#### THE RECORDS
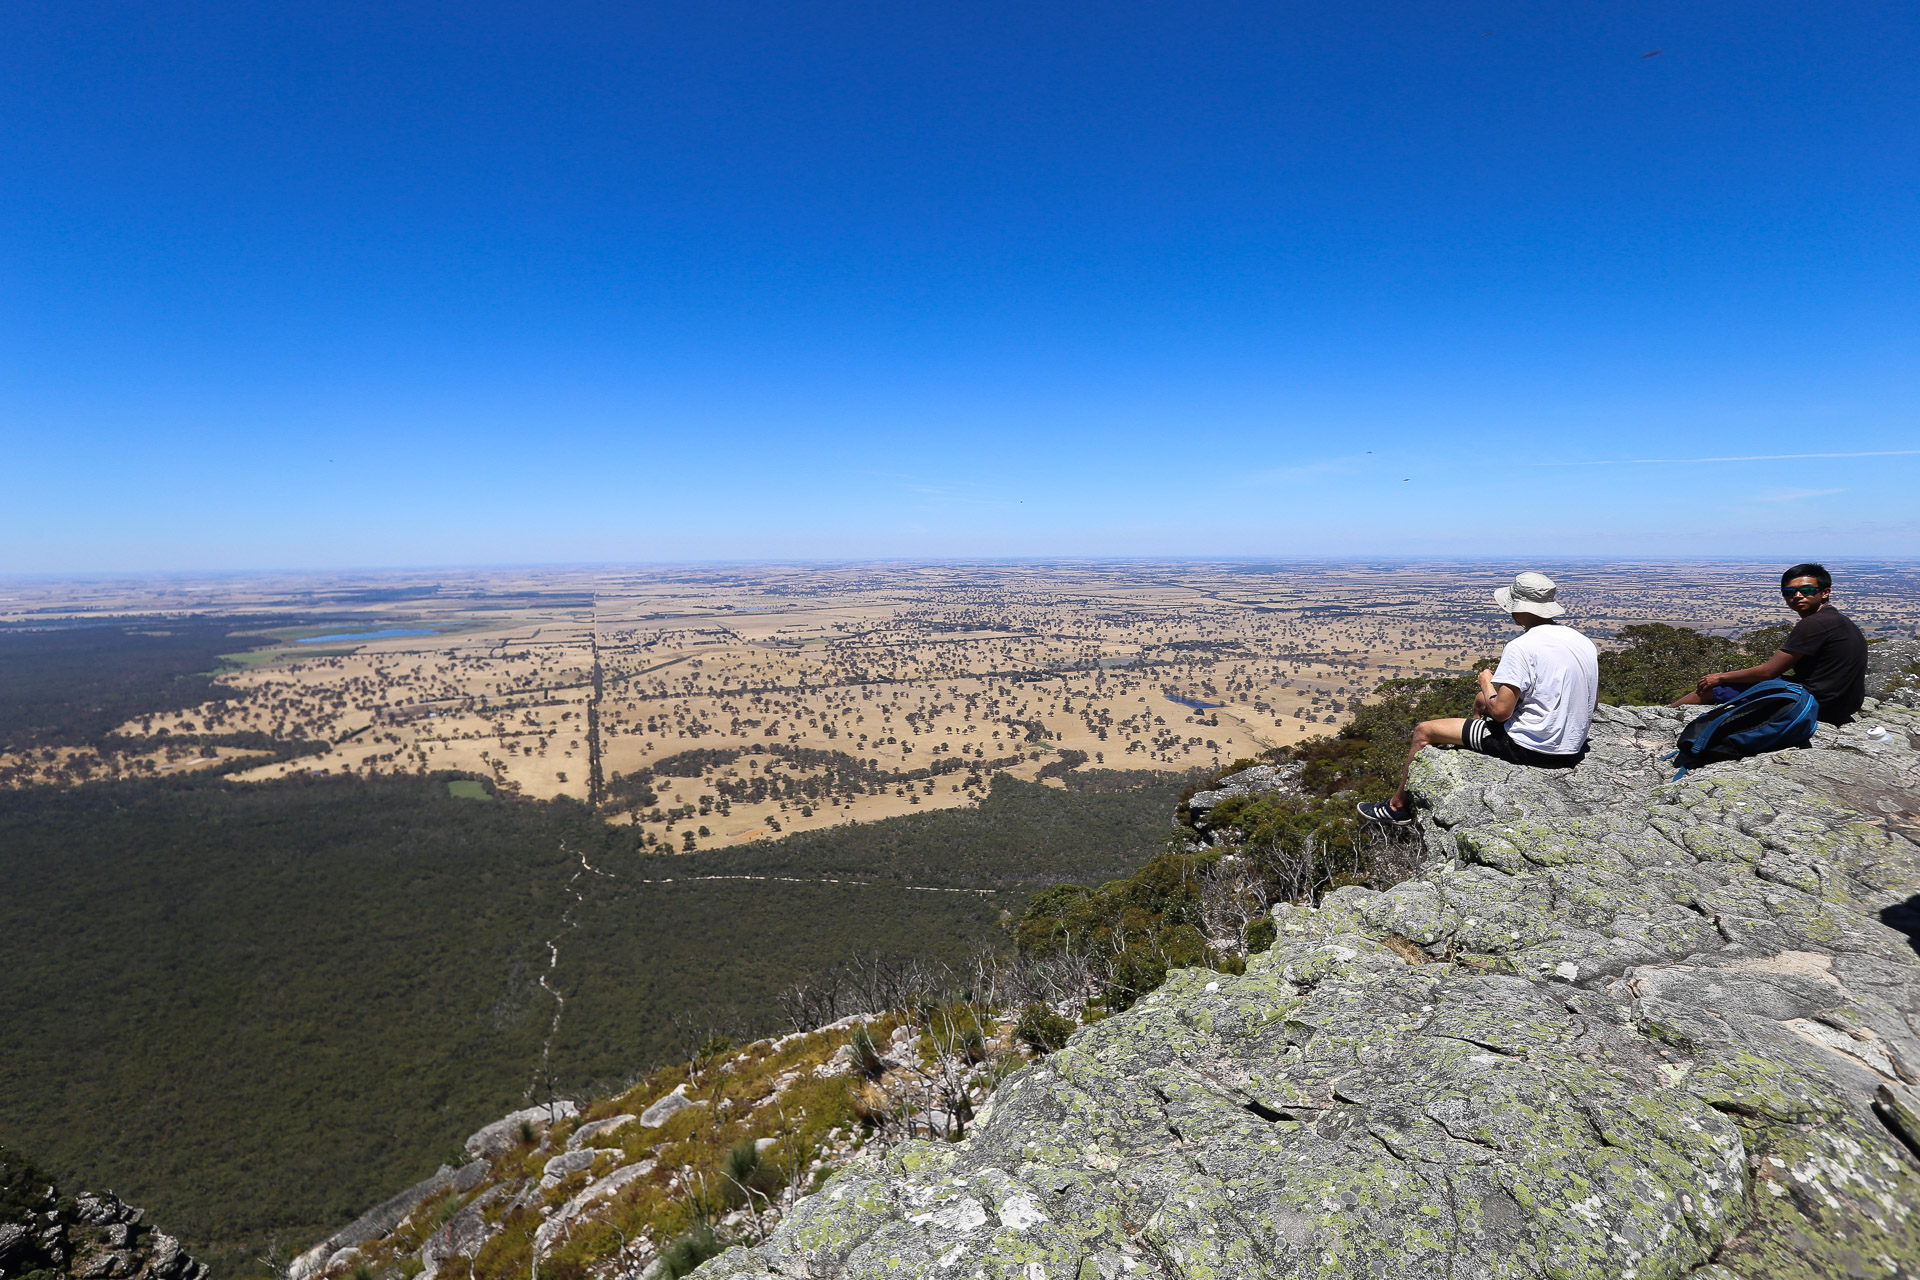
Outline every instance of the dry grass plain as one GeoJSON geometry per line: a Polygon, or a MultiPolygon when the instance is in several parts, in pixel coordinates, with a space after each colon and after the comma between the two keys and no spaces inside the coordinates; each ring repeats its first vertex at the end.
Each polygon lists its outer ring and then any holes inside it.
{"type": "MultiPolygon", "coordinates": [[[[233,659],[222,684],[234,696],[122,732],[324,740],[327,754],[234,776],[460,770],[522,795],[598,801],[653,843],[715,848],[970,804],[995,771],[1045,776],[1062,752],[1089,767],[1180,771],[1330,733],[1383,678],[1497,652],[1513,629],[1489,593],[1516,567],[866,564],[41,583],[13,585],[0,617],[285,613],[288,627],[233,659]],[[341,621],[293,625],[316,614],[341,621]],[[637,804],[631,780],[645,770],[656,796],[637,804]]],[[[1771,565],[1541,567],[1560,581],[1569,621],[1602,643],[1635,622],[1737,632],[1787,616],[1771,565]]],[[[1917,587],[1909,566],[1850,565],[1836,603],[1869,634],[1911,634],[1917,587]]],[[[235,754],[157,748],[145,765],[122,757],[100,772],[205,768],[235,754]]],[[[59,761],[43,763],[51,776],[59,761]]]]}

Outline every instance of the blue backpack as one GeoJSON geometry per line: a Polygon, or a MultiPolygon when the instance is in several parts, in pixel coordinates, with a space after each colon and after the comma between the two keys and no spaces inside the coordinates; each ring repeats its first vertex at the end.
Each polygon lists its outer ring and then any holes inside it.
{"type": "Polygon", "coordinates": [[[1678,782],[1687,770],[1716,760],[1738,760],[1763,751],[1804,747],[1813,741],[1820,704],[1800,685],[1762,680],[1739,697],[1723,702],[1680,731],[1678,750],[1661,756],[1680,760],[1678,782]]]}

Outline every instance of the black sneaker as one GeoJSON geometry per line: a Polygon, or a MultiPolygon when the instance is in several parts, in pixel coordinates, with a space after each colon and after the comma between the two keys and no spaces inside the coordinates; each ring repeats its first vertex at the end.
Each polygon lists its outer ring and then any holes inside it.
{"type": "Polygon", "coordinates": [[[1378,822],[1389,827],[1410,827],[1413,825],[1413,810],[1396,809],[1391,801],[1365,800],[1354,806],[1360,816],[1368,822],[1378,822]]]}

#### TASK STATEMENT
In the listing above, show every line with the word "several".

#### ANSWER TO THE PROBLEM
Outline every instance of the dry grass plain as one GeoJSON geometry per line: a Polygon, or a MultiPolygon when the instance is in several parts, in pixel coordinates, with a space after each colon and after the comma between the two keys and no spaces inside the coordinates; each ring repeats its first vertex at the end.
Outline every instance of the blue backpack as one GeoJSON geometry per line: a Polygon, or a MultiPolygon when the instance is in several parts, in pixel coordinates, with a space after each colon and after the comma between the two keys and no spaces inside the coordinates; each ring repeats its first vertex at the end.
Outline every instance of the black sneaker as one GeoJSON geometry per line: a Polygon, or a MultiPolygon when the instance is in several parts, in pixel coordinates, with a space after each colon and after the comma between the two keys and no spaces inside the coordinates; each ring repeats its first vertex at the end.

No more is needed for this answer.